§ **INFORMATION PROVIDED**:
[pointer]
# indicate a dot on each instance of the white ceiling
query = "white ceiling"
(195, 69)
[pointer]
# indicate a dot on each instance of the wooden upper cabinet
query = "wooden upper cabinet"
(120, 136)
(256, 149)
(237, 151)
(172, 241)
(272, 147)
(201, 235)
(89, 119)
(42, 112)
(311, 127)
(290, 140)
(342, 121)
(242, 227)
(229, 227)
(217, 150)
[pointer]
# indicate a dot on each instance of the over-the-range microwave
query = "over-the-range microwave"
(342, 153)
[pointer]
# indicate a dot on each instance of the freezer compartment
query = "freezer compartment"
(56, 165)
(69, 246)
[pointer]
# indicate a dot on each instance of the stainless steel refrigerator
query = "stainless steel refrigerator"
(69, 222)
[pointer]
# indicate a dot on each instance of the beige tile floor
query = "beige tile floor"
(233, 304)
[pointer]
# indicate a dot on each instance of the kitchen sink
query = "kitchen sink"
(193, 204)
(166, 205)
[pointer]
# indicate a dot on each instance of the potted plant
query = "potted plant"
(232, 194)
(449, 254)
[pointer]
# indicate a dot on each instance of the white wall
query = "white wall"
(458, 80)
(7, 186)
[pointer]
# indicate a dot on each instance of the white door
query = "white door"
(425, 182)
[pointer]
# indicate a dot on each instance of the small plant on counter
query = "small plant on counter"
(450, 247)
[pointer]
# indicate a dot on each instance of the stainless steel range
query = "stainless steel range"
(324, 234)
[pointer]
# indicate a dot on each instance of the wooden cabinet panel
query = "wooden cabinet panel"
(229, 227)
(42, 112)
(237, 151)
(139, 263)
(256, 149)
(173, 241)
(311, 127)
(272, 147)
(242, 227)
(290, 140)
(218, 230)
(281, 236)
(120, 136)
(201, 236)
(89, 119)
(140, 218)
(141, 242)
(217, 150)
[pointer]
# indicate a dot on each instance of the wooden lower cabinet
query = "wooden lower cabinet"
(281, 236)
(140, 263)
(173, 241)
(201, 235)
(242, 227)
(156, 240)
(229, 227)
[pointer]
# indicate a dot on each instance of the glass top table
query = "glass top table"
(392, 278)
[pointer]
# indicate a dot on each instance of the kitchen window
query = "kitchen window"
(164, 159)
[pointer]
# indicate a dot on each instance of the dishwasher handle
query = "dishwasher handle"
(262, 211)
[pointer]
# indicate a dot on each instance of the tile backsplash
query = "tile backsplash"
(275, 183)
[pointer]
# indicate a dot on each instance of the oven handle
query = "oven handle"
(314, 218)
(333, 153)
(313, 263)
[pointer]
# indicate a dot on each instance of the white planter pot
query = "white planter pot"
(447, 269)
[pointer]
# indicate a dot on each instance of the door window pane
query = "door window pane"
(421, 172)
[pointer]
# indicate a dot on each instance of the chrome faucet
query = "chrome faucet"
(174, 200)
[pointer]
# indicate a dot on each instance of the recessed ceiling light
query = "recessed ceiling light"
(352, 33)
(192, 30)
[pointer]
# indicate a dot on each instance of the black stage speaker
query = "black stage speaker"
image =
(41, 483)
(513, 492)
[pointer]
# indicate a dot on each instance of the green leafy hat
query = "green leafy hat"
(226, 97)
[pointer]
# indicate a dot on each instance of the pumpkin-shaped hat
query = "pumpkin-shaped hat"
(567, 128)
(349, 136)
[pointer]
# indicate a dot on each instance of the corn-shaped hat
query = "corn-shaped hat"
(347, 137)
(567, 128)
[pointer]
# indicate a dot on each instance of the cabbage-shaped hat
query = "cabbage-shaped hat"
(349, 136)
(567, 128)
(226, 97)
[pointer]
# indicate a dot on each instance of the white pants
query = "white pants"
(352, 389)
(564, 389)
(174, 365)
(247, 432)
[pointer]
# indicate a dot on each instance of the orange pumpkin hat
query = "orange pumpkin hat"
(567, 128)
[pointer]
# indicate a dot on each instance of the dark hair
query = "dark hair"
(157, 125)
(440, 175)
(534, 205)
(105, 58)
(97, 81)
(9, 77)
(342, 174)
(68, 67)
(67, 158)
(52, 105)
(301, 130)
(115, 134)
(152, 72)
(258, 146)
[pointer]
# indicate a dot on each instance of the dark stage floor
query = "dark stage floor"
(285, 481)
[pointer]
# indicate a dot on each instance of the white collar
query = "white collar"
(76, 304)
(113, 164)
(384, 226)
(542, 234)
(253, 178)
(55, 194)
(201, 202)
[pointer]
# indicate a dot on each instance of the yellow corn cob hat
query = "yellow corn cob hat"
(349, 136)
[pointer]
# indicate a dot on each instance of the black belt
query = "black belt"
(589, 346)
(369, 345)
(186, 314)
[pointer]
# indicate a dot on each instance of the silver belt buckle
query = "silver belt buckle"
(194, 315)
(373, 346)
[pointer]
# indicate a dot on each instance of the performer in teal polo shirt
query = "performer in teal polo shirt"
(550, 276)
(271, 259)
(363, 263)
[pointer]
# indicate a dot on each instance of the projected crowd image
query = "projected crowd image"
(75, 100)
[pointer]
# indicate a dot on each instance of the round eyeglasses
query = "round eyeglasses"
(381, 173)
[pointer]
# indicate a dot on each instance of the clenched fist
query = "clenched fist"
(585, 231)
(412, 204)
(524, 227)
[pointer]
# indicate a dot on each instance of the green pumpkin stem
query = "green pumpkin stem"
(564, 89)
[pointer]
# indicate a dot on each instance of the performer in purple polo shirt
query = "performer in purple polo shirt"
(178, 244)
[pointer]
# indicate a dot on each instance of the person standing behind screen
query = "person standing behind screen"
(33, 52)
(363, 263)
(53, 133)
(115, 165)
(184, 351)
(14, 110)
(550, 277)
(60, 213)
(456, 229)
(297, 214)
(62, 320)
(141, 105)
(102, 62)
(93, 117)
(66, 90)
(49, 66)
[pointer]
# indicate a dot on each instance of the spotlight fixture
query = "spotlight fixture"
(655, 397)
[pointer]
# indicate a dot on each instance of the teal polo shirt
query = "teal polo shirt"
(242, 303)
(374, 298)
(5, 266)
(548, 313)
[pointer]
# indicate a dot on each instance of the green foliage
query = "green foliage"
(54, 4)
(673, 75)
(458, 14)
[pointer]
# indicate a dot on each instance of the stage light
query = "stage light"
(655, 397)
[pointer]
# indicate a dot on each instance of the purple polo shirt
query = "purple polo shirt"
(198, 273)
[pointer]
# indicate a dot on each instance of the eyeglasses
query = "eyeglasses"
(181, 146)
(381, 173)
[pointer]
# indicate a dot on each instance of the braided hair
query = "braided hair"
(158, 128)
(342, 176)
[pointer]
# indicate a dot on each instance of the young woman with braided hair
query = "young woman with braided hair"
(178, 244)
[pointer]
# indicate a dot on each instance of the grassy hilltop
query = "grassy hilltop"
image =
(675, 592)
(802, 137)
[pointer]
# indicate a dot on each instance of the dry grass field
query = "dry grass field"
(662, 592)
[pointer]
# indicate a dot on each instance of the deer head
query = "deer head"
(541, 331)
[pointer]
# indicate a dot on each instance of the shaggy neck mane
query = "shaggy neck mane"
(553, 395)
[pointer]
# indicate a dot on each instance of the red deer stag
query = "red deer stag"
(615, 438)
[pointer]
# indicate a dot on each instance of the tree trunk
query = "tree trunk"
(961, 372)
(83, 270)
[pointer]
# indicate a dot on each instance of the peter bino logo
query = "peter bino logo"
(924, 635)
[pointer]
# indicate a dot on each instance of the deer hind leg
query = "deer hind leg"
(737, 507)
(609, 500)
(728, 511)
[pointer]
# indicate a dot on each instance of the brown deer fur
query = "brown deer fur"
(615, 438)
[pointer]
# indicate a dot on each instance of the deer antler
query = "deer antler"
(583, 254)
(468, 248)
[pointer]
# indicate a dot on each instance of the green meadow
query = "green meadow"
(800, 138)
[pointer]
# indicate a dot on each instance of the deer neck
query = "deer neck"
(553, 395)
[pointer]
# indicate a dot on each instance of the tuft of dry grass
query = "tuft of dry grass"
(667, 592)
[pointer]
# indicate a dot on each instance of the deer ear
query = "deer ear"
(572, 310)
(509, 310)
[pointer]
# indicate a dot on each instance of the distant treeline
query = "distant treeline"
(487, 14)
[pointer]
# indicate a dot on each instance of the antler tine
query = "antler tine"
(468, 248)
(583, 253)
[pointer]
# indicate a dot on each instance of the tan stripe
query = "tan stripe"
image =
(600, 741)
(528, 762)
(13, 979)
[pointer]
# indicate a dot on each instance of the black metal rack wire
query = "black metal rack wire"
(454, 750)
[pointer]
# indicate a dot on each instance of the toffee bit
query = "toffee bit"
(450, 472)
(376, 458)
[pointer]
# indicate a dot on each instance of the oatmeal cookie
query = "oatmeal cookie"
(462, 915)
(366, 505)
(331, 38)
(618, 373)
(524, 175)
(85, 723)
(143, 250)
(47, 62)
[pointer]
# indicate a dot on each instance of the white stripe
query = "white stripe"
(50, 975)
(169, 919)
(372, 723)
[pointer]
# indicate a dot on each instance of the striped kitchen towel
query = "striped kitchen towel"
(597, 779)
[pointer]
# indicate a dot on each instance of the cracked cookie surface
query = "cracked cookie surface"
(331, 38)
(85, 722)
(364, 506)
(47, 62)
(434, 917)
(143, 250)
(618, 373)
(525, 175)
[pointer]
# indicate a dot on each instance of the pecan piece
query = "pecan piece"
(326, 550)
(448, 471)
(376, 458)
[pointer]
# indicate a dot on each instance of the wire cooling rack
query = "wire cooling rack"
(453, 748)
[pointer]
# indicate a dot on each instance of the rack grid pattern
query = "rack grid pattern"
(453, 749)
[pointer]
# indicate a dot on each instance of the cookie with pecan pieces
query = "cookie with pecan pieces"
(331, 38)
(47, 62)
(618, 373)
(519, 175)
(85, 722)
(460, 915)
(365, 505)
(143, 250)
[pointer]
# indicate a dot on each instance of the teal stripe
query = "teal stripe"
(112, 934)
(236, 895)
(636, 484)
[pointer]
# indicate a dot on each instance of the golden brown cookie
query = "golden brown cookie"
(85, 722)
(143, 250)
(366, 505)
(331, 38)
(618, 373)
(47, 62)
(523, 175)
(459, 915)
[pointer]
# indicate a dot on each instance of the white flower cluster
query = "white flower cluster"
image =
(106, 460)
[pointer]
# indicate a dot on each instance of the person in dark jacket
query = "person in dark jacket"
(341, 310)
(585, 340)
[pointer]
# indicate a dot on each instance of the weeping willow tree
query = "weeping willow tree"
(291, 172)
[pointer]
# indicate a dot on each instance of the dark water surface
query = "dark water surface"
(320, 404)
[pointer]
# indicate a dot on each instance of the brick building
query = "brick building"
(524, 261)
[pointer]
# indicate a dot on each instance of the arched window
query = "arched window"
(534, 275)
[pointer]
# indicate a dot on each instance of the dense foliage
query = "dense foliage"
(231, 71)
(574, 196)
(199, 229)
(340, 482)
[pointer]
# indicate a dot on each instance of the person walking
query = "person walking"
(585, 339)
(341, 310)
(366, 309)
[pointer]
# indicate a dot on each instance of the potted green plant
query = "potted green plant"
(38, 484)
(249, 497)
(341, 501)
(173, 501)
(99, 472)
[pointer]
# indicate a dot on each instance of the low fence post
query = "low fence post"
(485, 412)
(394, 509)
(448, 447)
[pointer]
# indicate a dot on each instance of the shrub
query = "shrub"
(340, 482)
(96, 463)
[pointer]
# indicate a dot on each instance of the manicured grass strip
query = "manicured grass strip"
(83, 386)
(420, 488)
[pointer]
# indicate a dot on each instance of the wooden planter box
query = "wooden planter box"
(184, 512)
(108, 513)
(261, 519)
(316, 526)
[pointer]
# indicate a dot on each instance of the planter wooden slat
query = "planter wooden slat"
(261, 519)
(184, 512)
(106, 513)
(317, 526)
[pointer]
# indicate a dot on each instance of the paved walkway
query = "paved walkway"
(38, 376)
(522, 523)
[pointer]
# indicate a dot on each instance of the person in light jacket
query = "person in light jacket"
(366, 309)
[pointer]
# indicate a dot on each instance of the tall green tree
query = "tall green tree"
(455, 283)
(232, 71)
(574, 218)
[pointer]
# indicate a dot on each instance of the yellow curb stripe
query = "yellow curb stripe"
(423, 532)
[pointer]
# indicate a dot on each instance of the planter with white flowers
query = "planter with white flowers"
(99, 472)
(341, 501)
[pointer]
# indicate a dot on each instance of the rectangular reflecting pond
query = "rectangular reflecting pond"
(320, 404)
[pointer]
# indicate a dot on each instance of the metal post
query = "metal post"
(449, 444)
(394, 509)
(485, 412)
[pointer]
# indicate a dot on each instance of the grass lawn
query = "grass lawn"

§ **WORK TO COMPLETE**: Restate the listing word for word, but only from its first line through the line with "# indicate a dot on each instance of the wooden upper", keeping both end lines.

§ **RESPONSE TO THE TASK**:
[pointer]
# indicate a dot on each instance of the white ceiling
query = "white ceiling"
(195, 69)
[pointer]
# indicate a dot on each instance of the wooden upper cabinet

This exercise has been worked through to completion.